* **WORK REQUEST 1**
In the MOSS-Audio model card, what group size is used when the LLM is quantized to INT4?
* **WORK REQUEST 2**
Quote the MOSS-Audio model card word for word, everything from "MOSS-Audio-8B-Instruct-MLX (hybrid: INT4" down to "kept in BF16.".
* **WORK REQUEST 3**
Continue the MOSS-Audio model card from the point where the text ends.

START PASSAGE TO READ

Upload folder using huggingface_hub

59237c3 verified about 1 month ago

3.95 kB

license: apache-2.0
base_model: OpenMOSS-Team/MOSS-Audio-8B-Instruct
tags:
  - mlx
  - audio
  - moss-audio
  - asr
  - int4
  - apple-silicon
language:
  - en
  - zh
pipeline_tag: audio-text-to-text
library_name: mlx

MOSS-Audio-8B-Instruct-MLX (hybrid: INT4 LLM + BF16 audio)

An Apple MLX conversion of MOSS-Audio-8B-Instruct — the ASR-strongest MOSS-Audio checkpoint — for fast, low-memory inference on Apple Silicon. LLM quantized to uniform INT4 (group_size 64); audio encoder + adapter + DeepStack kept in BF16.

Why this exists. The community had MLX builds only of the Thinking variant. But Thinking is not ASR-optimized: under identical INT4 quantization it mis-spells letter-spoken tickers (e.g. "CRWD" → "CWD") and is unstable. Instruct transcribes them correctly. This build brings Instruct's transcription quality to MLX speed/memory.

END PASSAGE TO READ
START DATASET EXCERPTS

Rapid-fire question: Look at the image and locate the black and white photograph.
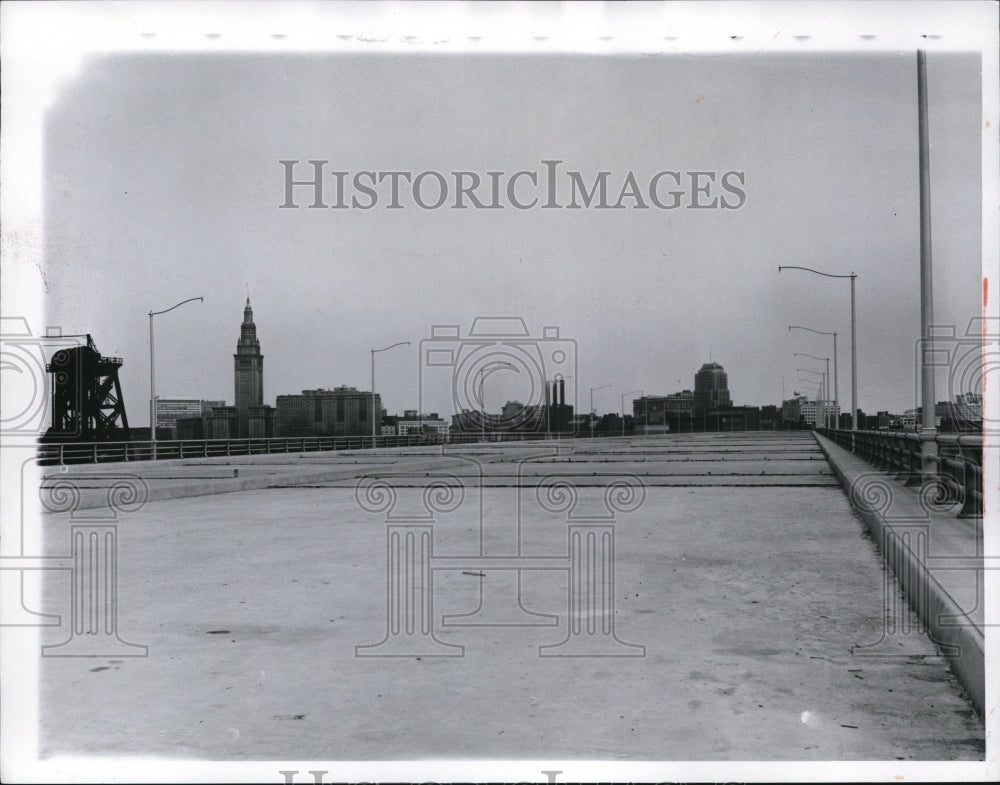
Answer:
[0,0,1000,785]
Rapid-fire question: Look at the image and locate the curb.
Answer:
[813,433,986,717]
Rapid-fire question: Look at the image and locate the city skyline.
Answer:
[6,9,983,424]
[157,295,964,432]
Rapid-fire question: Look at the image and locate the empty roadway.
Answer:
[31,432,984,764]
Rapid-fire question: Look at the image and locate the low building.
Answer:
[274,386,382,436]
[156,395,226,439]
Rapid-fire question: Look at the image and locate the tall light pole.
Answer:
[795,352,830,428]
[917,49,937,483]
[778,264,858,432]
[795,368,826,422]
[622,390,643,436]
[788,324,840,428]
[476,360,516,441]
[149,297,205,458]
[590,384,611,439]
[371,341,410,440]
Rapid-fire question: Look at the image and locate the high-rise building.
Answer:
[694,363,733,411]
[230,297,264,439]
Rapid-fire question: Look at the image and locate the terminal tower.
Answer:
[233,297,264,439]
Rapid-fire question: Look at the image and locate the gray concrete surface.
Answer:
[816,435,996,715]
[29,434,984,764]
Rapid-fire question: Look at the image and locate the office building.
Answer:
[274,386,382,436]
[156,395,226,439]
[234,297,264,439]
[694,363,733,412]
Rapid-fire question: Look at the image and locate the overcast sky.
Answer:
[17,26,982,425]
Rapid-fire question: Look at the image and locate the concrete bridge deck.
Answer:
[13,433,985,778]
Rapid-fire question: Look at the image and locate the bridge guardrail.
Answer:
[38,433,572,465]
[816,428,983,518]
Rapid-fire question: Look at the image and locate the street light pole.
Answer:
[788,324,840,429]
[795,352,830,428]
[149,297,205,459]
[778,264,858,434]
[371,341,410,450]
[917,49,938,483]
[590,384,611,439]
[622,390,643,436]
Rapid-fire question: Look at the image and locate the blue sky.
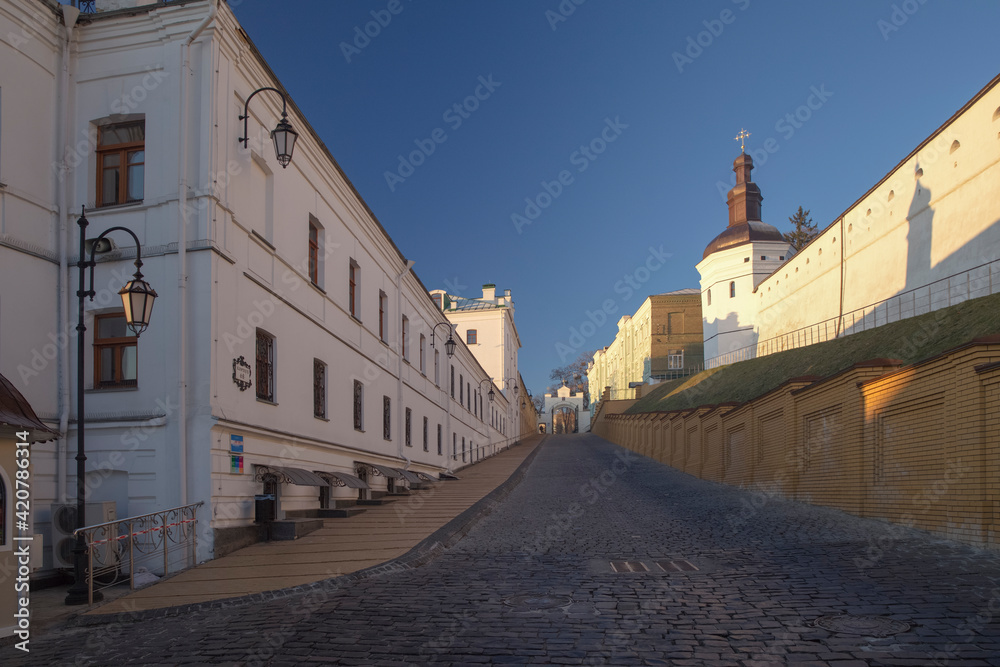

END DATASET EXCERPTS

* **TASK RESPONSE 1**
64

* **TASK RESPONSE 2**
MOSS-Audio-8B-Instruct-MLX (hybrid: INT4 LLM + BF16 audio)

An Apple MLX conversion of MOSS-Audio-8B-Instruct — the ASR-strongest MOSS-Audio checkpoint — for fast, low-memory inference on Apple Silicon. LLM quantized to uniform INT4 (group_size 64); audio encoder + adapter + DeepStack kept in BF16.

* **TASK RESPONSE 3**
中文：這是 MOSS-Audio-8B-Instruct 的 Apple MLX 轉換版（LLM uniform INT4 + audio 路徑 BF16）。社群原本只有 Thinking 變體的 MLX 版，但 Thinking 非 ASR 優化——相同 INT4 量化下會把唸出字母的 ticker（如 "CRWD"）辨識成 "CWD" 且不穩定。Instruct 辨識正確。本版把 Instruct 的轉錄品質帶到 MLX 的速度與記憶體。

Measured (Apple M1 Max 32GB, 28s zh+en clip)

Metric	PyTorch Instruct	This (Instruct-MLX)	Thinking-MLX
Ticker "CRWD"	C R W D ✅	C R W D ✅	CWD ❌
English term (TradingView)	✅	✅	✅(loops)
Numerals	Chinese chars	Arabic 47%	Arabic
Speed	1.8x realtime	6–9x	5–8x
Peak memory	~17 GB	7.85 GB	7.85 GB
Disk	18 GB	5.9 GB	5.9 GB

Key finding. Ticker-ASR degradation in the Thinking-MLX builds comes from the Thinking/Instruct training difference, not from INT4 quantization — under the same uniform INT4, Instruct keeps the ticker. So uniform 4-bit suffices; no mixed-precision needed.

Usage

pip install mlx mlx-lm soundfile numpy
python inference.py --audio your_clip_16k_mono.wav

Transcription with per-segment timestamps (a Traditional-Chinese prompt triggers zh-Hant output):

python run_moss.py --model . --audio clip.wav \
  --prompt "請逐句轉錄這段音訊，每句標註開始時間。" --temp 0 --repetition-penalty 1.02

Audio: 16 kHz mono. Encoder window is Whisper-style 30 s max — chunk longer audio.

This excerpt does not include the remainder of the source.